**** Material provided
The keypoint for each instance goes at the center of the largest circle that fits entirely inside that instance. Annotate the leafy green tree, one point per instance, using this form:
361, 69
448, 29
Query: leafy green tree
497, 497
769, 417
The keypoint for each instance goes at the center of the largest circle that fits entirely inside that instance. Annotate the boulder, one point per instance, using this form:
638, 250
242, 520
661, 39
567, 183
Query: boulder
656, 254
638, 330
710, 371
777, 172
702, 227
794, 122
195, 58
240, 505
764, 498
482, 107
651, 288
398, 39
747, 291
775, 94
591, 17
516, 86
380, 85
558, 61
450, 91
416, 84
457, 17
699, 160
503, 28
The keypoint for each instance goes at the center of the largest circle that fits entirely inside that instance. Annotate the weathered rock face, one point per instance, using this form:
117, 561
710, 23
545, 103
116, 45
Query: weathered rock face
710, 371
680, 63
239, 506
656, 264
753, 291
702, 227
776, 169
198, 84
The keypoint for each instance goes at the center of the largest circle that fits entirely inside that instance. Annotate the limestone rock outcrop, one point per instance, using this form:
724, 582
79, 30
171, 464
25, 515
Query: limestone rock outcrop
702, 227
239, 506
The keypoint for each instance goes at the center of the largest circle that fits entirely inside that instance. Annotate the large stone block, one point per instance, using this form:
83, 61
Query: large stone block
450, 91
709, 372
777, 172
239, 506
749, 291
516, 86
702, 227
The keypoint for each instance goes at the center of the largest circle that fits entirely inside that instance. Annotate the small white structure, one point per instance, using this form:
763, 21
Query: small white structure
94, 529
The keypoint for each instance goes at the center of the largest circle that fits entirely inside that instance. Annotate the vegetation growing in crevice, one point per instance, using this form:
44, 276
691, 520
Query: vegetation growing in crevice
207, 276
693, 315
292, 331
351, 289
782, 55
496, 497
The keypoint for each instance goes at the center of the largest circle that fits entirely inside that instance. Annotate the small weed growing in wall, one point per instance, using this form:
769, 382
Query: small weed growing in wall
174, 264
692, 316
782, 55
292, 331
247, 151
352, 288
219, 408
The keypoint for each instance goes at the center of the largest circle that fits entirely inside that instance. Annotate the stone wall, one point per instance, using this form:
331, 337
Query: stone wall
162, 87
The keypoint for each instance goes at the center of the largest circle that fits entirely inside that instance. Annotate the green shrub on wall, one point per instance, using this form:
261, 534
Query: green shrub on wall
********
▶ **What the exercise asks**:
Convert the records above into a Markdown table with the columns Row and Line, placing each line in its own row with a sequential number and omitting any blank lines.

▶ **Completed task**:
| Row | Line |
|---|---|
| 1 | The keypoint for each instance goes at the center of the largest circle that fits entirely inside that instance. Annotate the leafy green tree, one point per instance, using this form: |
| 2 | 361, 69 |
| 3 | 448, 29 |
| 4 | Query: leafy green tree |
| 5 | 497, 497 |
| 6 | 769, 417 |
| 7 | The keypoint for each instance goes at the center of the largest circle that fits entirely inside that instance. Annotate the boulder, one point per instance, using this form: |
| 8 | 638, 250 |
| 9 | 242, 520 |
| 10 | 661, 39 |
| 11 | 567, 183 |
| 12 | Query: boulder |
| 13 | 656, 254 |
| 14 | 638, 330 |
| 15 | 710, 371 |
| 16 | 777, 172 |
| 17 | 702, 227 |
| 18 | 794, 122 |
| 19 | 195, 58 |
| 20 | 240, 505 |
| 21 | 764, 498 |
| 22 | 482, 107 |
| 23 | 651, 288 |
| 24 | 398, 39 |
| 25 | 747, 291 |
| 26 | 775, 94 |
| 27 | 591, 17 |
| 28 | 516, 86 |
| 29 | 380, 85 |
| 30 | 558, 61 |
| 31 | 450, 91 |
| 32 | 416, 84 |
| 33 | 457, 17 |
| 34 | 699, 160 |
| 35 | 503, 28 |
| 36 | The keypoint for each instance goes at the center of the largest circle that fits entirely inside that instance. Annotate the weathered rock face, one point per instance, using this form: |
| 37 | 117, 561 |
| 38 | 710, 23 |
| 39 | 545, 103 |
| 40 | 116, 45 |
| 41 | Query: weathered rock face |
| 42 | 710, 371 |
| 43 | 680, 63 |
| 44 | 239, 506 |
| 45 | 656, 264 |
| 46 | 753, 291 |
| 47 | 702, 227 |
| 48 | 776, 169 |
| 49 | 198, 84 |
| 50 | The keypoint for each instance goes at the center of the largest circle that fits entirely inside that instance. Annotate the limestone rock outcrop, one point per instance, using this form: |
| 51 | 724, 582 |
| 52 | 79, 30 |
| 53 | 171, 464 |
| 54 | 25, 515 |
| 55 | Query: limestone rock outcrop |
| 56 | 702, 227 |
| 57 | 239, 506 |
| 58 | The keypoint for each instance goes at the center of the largest circle that fits entirely inside that instance. Annotate the large stone block, one point per instance, using this form: |
| 59 | 83, 61 |
| 60 | Query: large stone block |
| 61 | 450, 91 |
| 62 | 709, 372 |
| 63 | 777, 172 |
| 64 | 239, 506 |
| 65 | 749, 291 |
| 66 | 516, 86 |
| 67 | 702, 227 |
| 68 | The keypoint for each instance goes at the center of the largest circle that fits entirely inside that instance. Annotate the small white structure, one point per instance, using this form: |
| 69 | 763, 21 |
| 70 | Query: small white structure |
| 71 | 94, 529 |
| 72 | The keypoint for each instance goes at the center of the largest circle that fits entirely inside that instance. Annotate the vegetation growing in crevice, one point per instance, using this form: |
| 73 | 44, 276 |
| 74 | 691, 520 |
| 75 | Query: vegetation growing in crevice |
| 76 | 207, 276 |
| 77 | 693, 315 |
| 78 | 292, 331 |
| 79 | 351, 289 |
| 80 | 782, 55 |
| 81 | 496, 497 |
| 82 | The keypoint for each instance goes at the center of the largest circle that fits entirely inside that instance. Annotate the small weed growing in wall, one point per instance, using this form: |
| 83 | 769, 382 |
| 84 | Query: small weed growing in wall |
| 85 | 174, 264 |
| 86 | 692, 316 |
| 87 | 782, 55 |
| 88 | 292, 331 |
| 89 | 247, 151 |
| 90 | 352, 288 |
| 91 | 219, 408 |
| 92 | The keypoint for each instance goes at the center of the largest circle that fits entirely inside that instance. Annotate the stone wall, one point per instance, using this form: |
| 93 | 331, 337 |
| 94 | Query: stone wall |
| 95 | 162, 87 |
| 96 | The keypoint for each instance goes at the center of the largest circle that fits entirely inside that instance. Annotate the green shrub on wall, one point per instance, using this form: |
| 97 | 261, 534 |
| 98 | Query: green shrub on wall |